>>>>

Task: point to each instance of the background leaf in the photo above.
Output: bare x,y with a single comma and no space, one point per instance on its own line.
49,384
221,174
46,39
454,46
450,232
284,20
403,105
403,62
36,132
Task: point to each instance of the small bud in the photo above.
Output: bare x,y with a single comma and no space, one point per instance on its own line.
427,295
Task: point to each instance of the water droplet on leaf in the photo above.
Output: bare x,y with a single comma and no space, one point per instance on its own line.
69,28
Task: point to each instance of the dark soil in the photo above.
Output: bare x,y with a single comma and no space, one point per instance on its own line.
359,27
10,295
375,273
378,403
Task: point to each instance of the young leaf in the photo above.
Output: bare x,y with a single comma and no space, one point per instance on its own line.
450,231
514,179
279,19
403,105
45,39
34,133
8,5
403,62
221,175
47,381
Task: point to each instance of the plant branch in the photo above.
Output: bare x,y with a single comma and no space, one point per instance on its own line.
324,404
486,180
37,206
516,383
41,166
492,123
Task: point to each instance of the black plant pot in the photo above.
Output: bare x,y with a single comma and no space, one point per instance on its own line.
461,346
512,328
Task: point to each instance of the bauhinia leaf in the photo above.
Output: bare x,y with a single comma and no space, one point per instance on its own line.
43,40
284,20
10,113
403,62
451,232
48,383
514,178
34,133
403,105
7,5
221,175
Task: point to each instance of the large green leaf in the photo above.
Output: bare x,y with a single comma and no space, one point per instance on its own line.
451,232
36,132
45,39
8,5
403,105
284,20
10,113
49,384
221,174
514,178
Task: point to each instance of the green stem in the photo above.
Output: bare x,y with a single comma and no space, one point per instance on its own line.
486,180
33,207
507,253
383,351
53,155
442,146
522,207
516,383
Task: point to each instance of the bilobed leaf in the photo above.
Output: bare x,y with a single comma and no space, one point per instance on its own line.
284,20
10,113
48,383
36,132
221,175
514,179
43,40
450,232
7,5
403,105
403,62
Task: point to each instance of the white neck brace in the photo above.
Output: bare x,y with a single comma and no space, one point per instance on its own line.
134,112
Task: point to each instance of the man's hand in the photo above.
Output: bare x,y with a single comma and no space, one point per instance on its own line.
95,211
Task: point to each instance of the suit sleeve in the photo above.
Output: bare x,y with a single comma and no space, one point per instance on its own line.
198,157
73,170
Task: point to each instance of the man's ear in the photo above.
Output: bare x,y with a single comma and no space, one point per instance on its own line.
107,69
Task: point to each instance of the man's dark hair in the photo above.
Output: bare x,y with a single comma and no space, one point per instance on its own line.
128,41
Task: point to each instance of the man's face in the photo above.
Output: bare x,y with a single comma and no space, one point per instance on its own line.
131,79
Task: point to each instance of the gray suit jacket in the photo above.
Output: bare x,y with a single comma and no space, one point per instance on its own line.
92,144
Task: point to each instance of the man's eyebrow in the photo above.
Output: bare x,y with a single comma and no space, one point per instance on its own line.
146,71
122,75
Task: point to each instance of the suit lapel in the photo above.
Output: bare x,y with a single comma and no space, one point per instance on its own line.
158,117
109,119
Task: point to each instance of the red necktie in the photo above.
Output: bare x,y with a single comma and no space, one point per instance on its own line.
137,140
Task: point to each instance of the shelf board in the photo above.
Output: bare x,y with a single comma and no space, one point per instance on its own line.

<<<<

▶ WHAT YOU HAVE TO DO:
Copy every line of the items above, switching each "instance" to "occurrence" and leaving all else unchanged.

▶ FULL OUTPUT:
Task: point to each occurrence of the background leaf in the photo above.
Output: bare x,y with a single comma and no space, one point per occurrence on its own line.
49,384
221,174
46,39
454,46
450,232
284,20
403,105
403,62
36,132
Task: point to each occurrence of the small bud in the photo above.
Output: bare x,y with a single comma and no space, one point per occurrence on its own line.
427,295
Task: point to each occurrence of the water droplet on leaf in the photo above.
Output: bare x,y with a single comma and no space, one point per occurrence on its own line.
69,28
Task: point to each occurrence of the dark soil in the photo above.
Output: bare x,y with a single comma and no space, one point per occurrence on its own line.
359,27
10,295
375,273
378,403
Task: point to each occurrence of the young leaf in the photo above.
Output: bare x,y with a single comma and no space, one point per occurrence on its own line.
450,231
514,179
279,19
403,105
45,39
34,133
8,5
403,62
221,175
47,381
Task: point to each occurrence of the plant branch in the photo above.
Output: bare x,y with a single comma and no space, one point per occurrence on its own line.
324,404
486,180
37,206
516,383
41,166
492,123
Task: point to each occurrence of the black plant pot in the photo above.
Output: bare x,y with a single comma and no space, one point per occurrence on its own line.
461,346
512,328
Task: point to each occurrence of the bauhinia leaf in the photo above.
Output: bare x,y with a single comma and no space, one point per occurrence on its own line.
43,40
284,20
10,113
403,62
451,232
48,383
514,178
34,133
403,105
7,5
221,175
Task: point to each occurrence of the large green leaf in the photo above.
Output: bare x,y with a single comma and no space, one point per occurrence on its own line.
451,232
36,132
45,39
8,5
403,105
284,20
10,113
49,384
221,174
514,178
Task: point to each occurrence of the green stem in the photo above.
Output: bare x,y with a single comma and no space, one point per occurrence on its own line.
486,180
33,207
507,253
383,351
53,155
442,146
522,207
516,383
Task: point to each occurrence of the bilobed leaf in the photo above.
Output: bare x,y with a single comma and no space, one point per occurrence on its own line.
284,20
10,113
48,383
36,132
221,175
514,179
43,40
450,232
7,5
403,105
403,62
Task: point to each occurrence of the white neck brace in the photo above.
Output: bare x,y with a single comma and no space, one point per occurrence on its own line.
134,112
Task: point to each occurrence of the man's hand in the photo above.
Output: bare x,y with a single comma and no space, one point per occurrence on its own line.
95,211
Task: point to each occurrence of the suit sleeve in the photo above.
Output: bare x,y with a single comma and no space, one point per occurrence on its own line.
198,157
73,170
Task: point to each occurrence of the man's ear in the photo above.
Output: bare x,y with a single comma and no space, one point per occurrence on its own line.
107,69
Task: point to each occurrence of the man's dark hair in the photo above.
Output: bare x,y with a single comma and no space, one point per occurrence on its own line.
128,41
Task: point to each occurrence of the man's face in the photo above.
Output: bare x,y with a single comma and no space, one point per occurrence on its own line.
131,79
Task: point to each occurrence of the gray suit jacket in the photo above.
Output: bare x,y with a single comma and no space, one point per occurrence on its own line.
92,144
Task: point to each occurrence of the man's eyebrow in the photo above.
Output: bare x,y with a single comma and no space, one point per occurrence on its own line.
146,71
122,75
Task: point to each occurrence of the suit lapel in the photo above.
Output: bare x,y with a single comma and no space, one point per occurrence on its own line.
158,117
109,119
Task: point to each occurrence of the red necktie in the photo above.
Output: bare x,y with a single comma and no space, one point per occurrence on its own line.
137,140
Task: point to each occurrence of the shelf board in the photo above.
Output: bare x,y with a single comma and no space, one point per occurrence on its own line.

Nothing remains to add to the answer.